THE EXERCISE: Rewrite the data below with "rolled jacket sleeve" changed to "cuffed jacket sleeve" wherever it occurs, keeping everything else the same. Leave the pictures out of your answer.

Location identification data
——

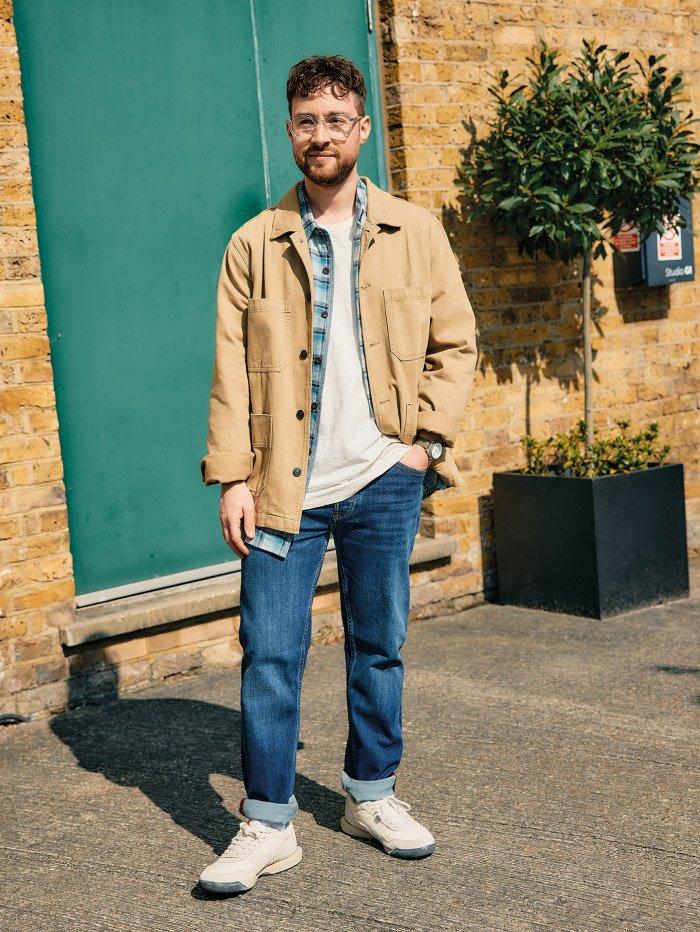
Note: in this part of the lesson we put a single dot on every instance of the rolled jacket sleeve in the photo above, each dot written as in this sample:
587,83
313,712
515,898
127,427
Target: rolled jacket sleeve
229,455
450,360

——

CORRECT OUTPUT:
Note: in this part of the lesson we put a single dot on every instance of the cuffed jacket sleeve in the photo above, each dot written as in this sample:
587,83
313,712
515,898
127,427
Target: cuffed jacket sleeve
229,455
450,360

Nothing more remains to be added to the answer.